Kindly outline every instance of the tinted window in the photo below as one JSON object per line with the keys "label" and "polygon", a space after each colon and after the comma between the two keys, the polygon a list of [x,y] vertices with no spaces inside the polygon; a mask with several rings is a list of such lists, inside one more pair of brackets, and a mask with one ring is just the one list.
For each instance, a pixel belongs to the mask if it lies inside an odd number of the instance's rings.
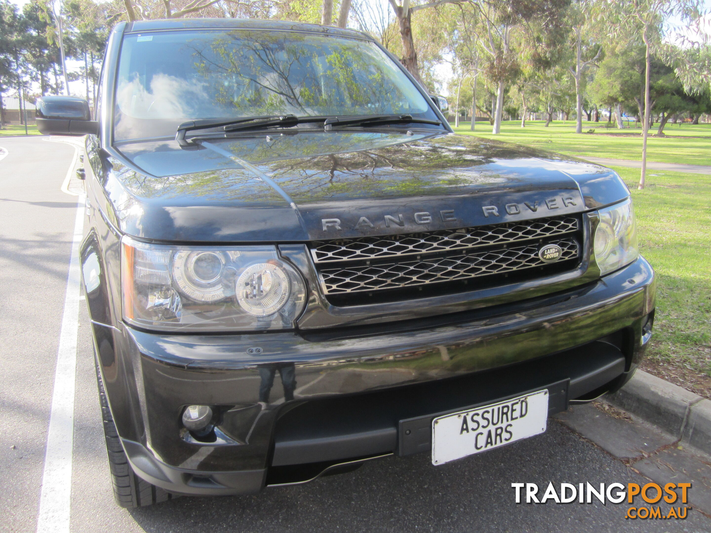
{"label": "tinted window", "polygon": [[254,30],[127,36],[116,140],[173,136],[195,119],[408,113],[436,119],[373,43]]}

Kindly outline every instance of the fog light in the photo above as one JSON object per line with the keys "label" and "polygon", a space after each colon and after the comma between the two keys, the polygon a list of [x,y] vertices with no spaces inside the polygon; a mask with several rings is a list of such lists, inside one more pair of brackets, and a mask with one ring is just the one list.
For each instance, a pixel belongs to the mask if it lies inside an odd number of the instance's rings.
{"label": "fog light", "polygon": [[640,344],[643,346],[652,338],[652,327],[654,325],[654,311],[647,315],[647,319],[642,326],[642,338],[640,339]]}
{"label": "fog light", "polygon": [[191,431],[205,429],[213,419],[213,410],[207,405],[188,405],[183,411],[183,425]]}

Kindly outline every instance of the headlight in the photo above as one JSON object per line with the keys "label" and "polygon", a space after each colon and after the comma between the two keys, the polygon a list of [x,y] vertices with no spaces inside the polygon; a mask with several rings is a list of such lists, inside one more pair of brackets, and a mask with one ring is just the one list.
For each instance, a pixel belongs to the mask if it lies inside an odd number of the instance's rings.
{"label": "headlight", "polygon": [[601,209],[598,215],[594,247],[600,272],[605,275],[637,259],[639,247],[631,200]]}
{"label": "headlight", "polygon": [[176,247],[122,240],[124,319],[182,330],[287,329],[301,276],[273,246]]}

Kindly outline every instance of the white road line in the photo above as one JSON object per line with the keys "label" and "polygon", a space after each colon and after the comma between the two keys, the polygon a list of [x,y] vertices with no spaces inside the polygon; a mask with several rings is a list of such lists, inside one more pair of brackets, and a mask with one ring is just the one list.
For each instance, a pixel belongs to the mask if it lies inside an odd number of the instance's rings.
{"label": "white road line", "polygon": [[[73,166],[71,168],[73,170]],[[79,328],[79,244],[84,230],[84,197],[77,201],[72,255],[59,336],[52,411],[47,436],[37,533],[68,533],[74,442],[74,391]]]}

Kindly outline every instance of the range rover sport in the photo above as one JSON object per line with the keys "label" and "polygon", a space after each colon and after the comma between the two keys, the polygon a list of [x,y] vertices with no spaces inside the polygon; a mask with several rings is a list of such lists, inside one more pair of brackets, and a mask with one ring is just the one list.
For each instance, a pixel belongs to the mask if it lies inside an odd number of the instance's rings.
{"label": "range rover sport", "polygon": [[85,135],[83,286],[116,499],[433,468],[616,390],[654,274],[612,171],[455,134],[362,33],[119,24]]}

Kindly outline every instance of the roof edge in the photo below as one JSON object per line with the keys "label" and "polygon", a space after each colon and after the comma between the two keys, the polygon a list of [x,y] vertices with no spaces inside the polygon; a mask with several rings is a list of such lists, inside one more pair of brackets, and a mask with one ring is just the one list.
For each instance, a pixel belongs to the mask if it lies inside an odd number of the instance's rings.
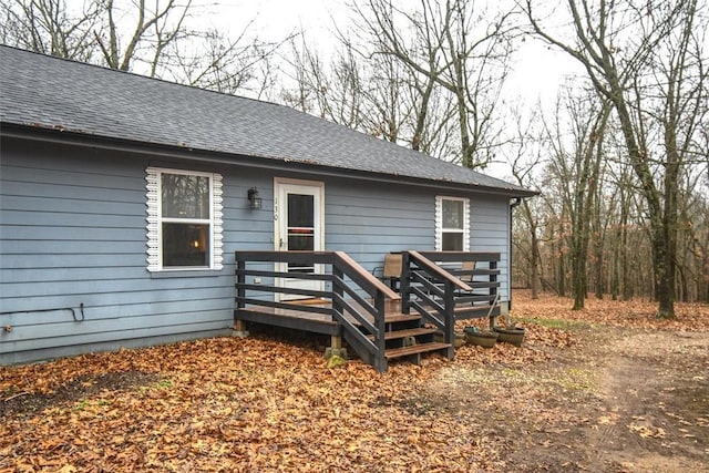
{"label": "roof edge", "polygon": [[[64,128],[51,128],[47,126],[32,126],[29,124],[18,124],[11,122],[0,123],[0,136],[17,137],[21,140],[63,143],[74,146],[102,147],[107,150],[130,151],[137,154],[158,155],[162,157],[187,160],[203,163],[214,163],[223,165],[248,165],[261,168],[286,169],[289,172],[321,174],[339,177],[358,177],[371,182],[387,182],[397,184],[410,184],[419,187],[450,188],[452,191],[475,192],[480,194],[501,195],[510,198],[534,197],[540,195],[538,191],[526,188],[513,189],[494,186],[483,186],[456,183],[452,181],[439,181],[432,178],[420,178],[402,176],[398,174],[378,173],[372,171],[350,169],[347,167],[326,166],[321,164],[305,163],[298,160],[277,158],[265,156],[250,156],[242,154],[225,153],[203,148],[189,148],[171,146],[161,143],[144,141],[132,141],[103,136],[95,134],[79,133]],[[9,132],[9,133],[8,133]],[[235,161],[234,157],[238,157]],[[432,157],[433,158],[433,157]]]}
* * * * * * * * *
练习任务: 把所有记录里的“Kindly”改成“Please”，然后把这些记录重写一遍，其他内容一律不动，答案中不要放图片。

本题输出:
Please outline every instance of the tinted window in the photo below as one JSON object per line with the keys "label" and "polygon", a space after each colon and after the comma between the two keys, the polygon a list of [x,y] vertices with no spaces inside the polygon; a mask with several rings is a list of such lists, inside one more pair of brackets, and a mask with one ring is just the one list.
For each instance, a pixel belongs to the mask if it lies inside an odd number of the instance's rings.
{"label": "tinted window", "polygon": [[254,30],[127,36],[116,140],[173,136],[195,119],[408,113],[436,119],[373,43]]}

Please outline every instance of the fog light in the photo above as one JSON object per line with the keys "label" and "polygon", a space after each colon and after the comma between the two keys, the polygon a list of [x,y] vertices with no spaces inside the polygon; a mask with several rings is a list of such lists, inside one more pair of brackets, and a mask with one ring is just the one list.
For each instance, a pixel belongs to the mask if it lies inside an odd number of the instance's rings.
{"label": "fog light", "polygon": [[640,344],[643,346],[652,338],[652,327],[654,325],[654,311],[647,315],[647,319],[642,326],[642,338],[640,339]]}
{"label": "fog light", "polygon": [[191,431],[205,429],[213,419],[213,410],[207,405],[188,405],[183,411],[183,425]]}

Please outline every instance of the headlight in the photo above as one JSON object per line with the keys "label" and "polygon", a space after each colon and after the comma between the two keys, the polygon a list of [x,y] vertices with no spaces inside the polygon; a mask with several rings is a list of such lists, inside one more pair of brackets, and a mask with one ring is just the one list.
For each instance, a pixel belongs to the mask if it lies inside an odd number of the instance's rings.
{"label": "headlight", "polygon": [[601,209],[598,215],[594,247],[600,272],[605,275],[637,259],[639,247],[631,200]]}
{"label": "headlight", "polygon": [[176,247],[122,240],[124,319],[182,330],[287,329],[301,276],[273,246]]}

Please outline every instance of the white road line in the photo above as one JSON object per line with the keys "label" and "polygon", a space after each colon and after the comma between the two keys, the polygon a list of [x,y] vertices with no spaces inside the polygon; a mask with several rings is a list of such lists, inside one more pair of brackets, and a mask with one ring is just the one list.
For each instance, a pixel belongs to the mask if it lies inside an odd number of the instance's rings.
{"label": "white road line", "polygon": [[[73,166],[71,168],[73,170]],[[79,328],[79,244],[84,230],[84,197],[77,201],[72,255],[59,336],[52,411],[47,436],[37,533],[68,533],[74,442],[74,391]]]}

Please outline every instance of the range rover sport in the photo above as one JSON object per line with the keys "label" and "polygon", a space after each colon and after the comma between the two keys, the polygon a list of [x,y] vertices with no spaces inside the polygon; a mask with several rings is a list of such lists, inside one more pair of brackets, and a mask with one ring is just the one list.
For each instance, a pixel belongs to the mask if it lies inside an odd number of the instance's rings.
{"label": "range rover sport", "polygon": [[85,135],[83,286],[116,499],[433,468],[616,390],[654,274],[612,171],[455,134],[362,33],[119,24]]}

Please outline every instance of the roof edge in the photo below as one JSON object per line with the keys "label" and "polygon", a space after each colon and after the comma between the two keys, the polygon a list of [x,y] vertices with no spaces inside the polygon; a mask with several rings is a list of such lists, inside one more pair of brackets, and a mask with one ring is just the one list.
For each instance, a pixel belongs to the mask if it lies inside an odd number of the instance's rings.
{"label": "roof edge", "polygon": [[[64,128],[51,128],[47,126],[32,126],[29,124],[18,124],[11,122],[0,123],[0,136],[17,137],[21,140],[63,143],[74,146],[102,147],[107,150],[130,151],[137,154],[158,155],[162,157],[187,160],[203,163],[214,163],[223,165],[248,165],[261,168],[286,169],[289,172],[321,174],[339,177],[358,177],[371,182],[387,182],[397,184],[410,184],[419,187],[450,188],[452,191],[475,192],[480,194],[501,195],[510,198],[534,197],[540,195],[538,191],[526,188],[513,189],[494,186],[483,186],[456,183],[452,181],[439,181],[432,178],[420,178],[402,176],[398,174],[378,173],[372,171],[350,169],[347,167],[326,166],[321,164],[305,163],[298,160],[277,158],[265,156],[250,156],[242,154],[225,153],[203,148],[189,148],[171,146],[161,143],[144,141],[132,141],[103,136],[95,134],[79,133]],[[9,132],[9,133],[8,133]],[[235,161],[234,157],[238,157]],[[432,157],[433,158],[433,157]]]}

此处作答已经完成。